**Your objective**
Can you retype all of the entries below line for line, changing nothing, and leave the pictures out of your answer?

**Records from a data source**
※

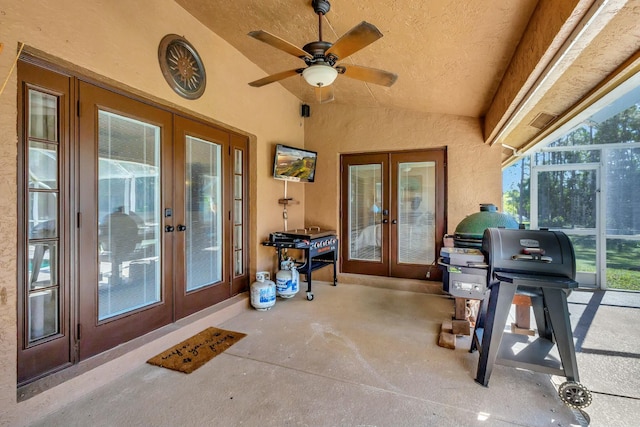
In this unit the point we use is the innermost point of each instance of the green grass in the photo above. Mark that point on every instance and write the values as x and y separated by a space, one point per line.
622 257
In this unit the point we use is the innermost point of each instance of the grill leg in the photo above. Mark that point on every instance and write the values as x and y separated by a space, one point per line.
544 329
556 302
500 298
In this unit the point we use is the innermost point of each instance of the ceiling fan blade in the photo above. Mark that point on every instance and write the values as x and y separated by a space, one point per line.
369 75
324 94
358 37
279 43
275 77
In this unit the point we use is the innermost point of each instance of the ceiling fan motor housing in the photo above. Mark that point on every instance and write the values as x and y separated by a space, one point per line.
321 6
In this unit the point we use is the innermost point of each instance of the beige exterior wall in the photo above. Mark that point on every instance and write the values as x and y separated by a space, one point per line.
473 168
117 41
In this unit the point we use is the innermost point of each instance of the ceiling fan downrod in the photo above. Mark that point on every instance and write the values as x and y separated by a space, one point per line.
321 7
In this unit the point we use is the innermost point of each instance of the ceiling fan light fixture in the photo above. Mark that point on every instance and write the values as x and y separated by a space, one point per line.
319 75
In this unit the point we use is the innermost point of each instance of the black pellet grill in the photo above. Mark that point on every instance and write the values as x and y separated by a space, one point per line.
539 264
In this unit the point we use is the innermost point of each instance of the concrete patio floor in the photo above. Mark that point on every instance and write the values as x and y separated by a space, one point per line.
357 356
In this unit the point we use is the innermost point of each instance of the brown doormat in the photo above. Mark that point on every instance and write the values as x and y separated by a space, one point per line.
194 352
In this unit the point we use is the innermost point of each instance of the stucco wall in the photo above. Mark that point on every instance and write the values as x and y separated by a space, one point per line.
473 170
118 40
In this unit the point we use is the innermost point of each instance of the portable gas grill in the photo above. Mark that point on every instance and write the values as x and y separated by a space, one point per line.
539 264
320 250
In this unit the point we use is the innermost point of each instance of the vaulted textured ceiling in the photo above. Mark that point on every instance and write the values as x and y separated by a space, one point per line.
479 59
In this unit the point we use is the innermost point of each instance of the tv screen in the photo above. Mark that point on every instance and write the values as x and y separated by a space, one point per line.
294 164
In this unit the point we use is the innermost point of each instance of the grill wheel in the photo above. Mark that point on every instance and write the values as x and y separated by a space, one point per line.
574 394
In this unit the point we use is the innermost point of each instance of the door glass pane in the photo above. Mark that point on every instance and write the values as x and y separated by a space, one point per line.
238 212
416 207
365 212
43 263
129 214
43 116
43 166
203 242
43 217
43 314
567 202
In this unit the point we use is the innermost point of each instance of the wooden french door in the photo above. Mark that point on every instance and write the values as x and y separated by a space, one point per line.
132 218
125 201
392 209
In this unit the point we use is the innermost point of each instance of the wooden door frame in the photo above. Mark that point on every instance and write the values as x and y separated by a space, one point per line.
385 267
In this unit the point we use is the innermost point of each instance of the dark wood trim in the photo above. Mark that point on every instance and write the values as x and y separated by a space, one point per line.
55 352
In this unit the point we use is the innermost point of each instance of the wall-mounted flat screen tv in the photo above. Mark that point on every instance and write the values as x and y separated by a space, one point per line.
294 164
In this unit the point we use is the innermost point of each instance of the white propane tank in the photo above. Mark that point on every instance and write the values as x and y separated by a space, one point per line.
263 291
287 279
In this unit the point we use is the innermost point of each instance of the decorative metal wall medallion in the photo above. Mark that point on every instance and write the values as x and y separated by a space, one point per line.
181 66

※

**Output for this task**
In this unit the point we use is the innermost point of each instance of the green grass in the photo above. Mark that point on every instance and write the values as x and y separated by a space, one point per line.
622 257
In this unit the point we use is the innermost point of each instance of the grill leg in the photo above. Mark that point on every instance and write the values as x and y separated by a space, one point per line.
544 329
556 302
500 298
In this unit the point we use is the innermost point of each instance of the ceiling fan blade in the photo above. Mark that point on every instance and write the values as x and y separated by a space, one point per line.
369 75
324 94
358 37
279 43
275 77
In this unit the point we use is the innermost point of each instance of the ceiling fan motor housing in the photo above. Mark that point on every instance and write the values as x and y separated by a space, one point per line.
321 6
In this unit the point we use is the innermost point of each instance of the beige exterior wall in the photo above. Mark that point on every instance and write the values as x and y separated by a space, one point per line.
473 168
117 41
In this unit the point we use is the innermost point of each instance of the ceiling fan downrod in the photo above. Mark that point on every instance and write the values as x and y separated by a space, one point per line.
321 7
In this unit the point we use is the innermost point of each instance of the ceiling fan light fixture in the photo above. Mark that point on every instance and write the values as x and y separated by a space, one point per line.
319 75
In this unit the point we use is the innermost point of each instance of the black pellet grill in the photo above. Mark that point on every instance and write the values as x and y separated by a space, one point per line.
539 264
In this unit the point we use is the innermost point of each instance of the concrete patio floor in the photo above. Mark that point on every instance and write the values as x and y separated by a space, one point per line.
357 356
In this unit the point we use is the innermost point of each instance of the brown doormat in the photo above. Mark that point on every instance and write the values as x and y separated by a space, one point per line.
194 352
In this unit the point we use is the innermost point of each instance of the stucco wall in the photo above. Mark that point on every instance and write the values as x and y separated by a space, one point per line.
473 170
118 40
In this unit the point we use is the innermost point of each instance of the portable gas grill in the photo above. Mark that point on every instance and write the values as x and y separated by a space, one point per line.
539 264
320 250
In this unit the point we use is the innermost point of each instance of the vaulted textured ceiling in the photo above. Mark that point on every instance and write the values as x and y separated by a space, one point per line.
479 59
In this unit the point we use is the innermost point of each instance of the tv screen in the photo above. Mark that point on every instance and write the values as x and y separated by a space, one point per line.
294 164
In this unit the point we use is the innermost point of each instance of the grill wheel in the photo above. Mark that point on every instance and write the values as x and y separated by a space, one point per line.
574 394
In this unit the point we use is the innermost point of each instance of the door glass pane in the photo above. Mark that point on every instance and write the values as x and y separated by a space, one point per line.
238 212
416 207
365 212
43 263
129 214
43 116
43 166
203 242
43 217
43 314
567 202
In this unit the point we use is the innermost point of each instance of the wooden french door in the photo above. Mark that point on every instance and write the values as x and y separated by a space, one point per line.
132 218
125 201
392 209
In this unit the point we use is the innermost point of each instance of the wooden door frame in the photo above. Mark that point on every instance and write the values as x and y separated by a space, one point per line.
385 267
In this unit the point we use is the innermost point of each instance of the dark wood trim in the photo above. Mark that point on every instance and write the values as x and y separated by a space, one point per line.
55 352
In this unit the point we use is the innermost point of each instance of the wall-mounted flat screen tv in the photo above. Mark that point on every instance and write the values as x and y separated by a space, one point per line.
294 164
In this unit the point we use is the innermost point of each instance of the white propane tank in the photo above. Mark that point on every instance and write the values as x and y separated by a space, one point per line.
263 291
287 279
In this unit the point we use is the innermost point of each instance of the decorative metal wall medallion in the photo above. Mark that point on every instance and write the values as x and y separated by a space, one point per line.
181 66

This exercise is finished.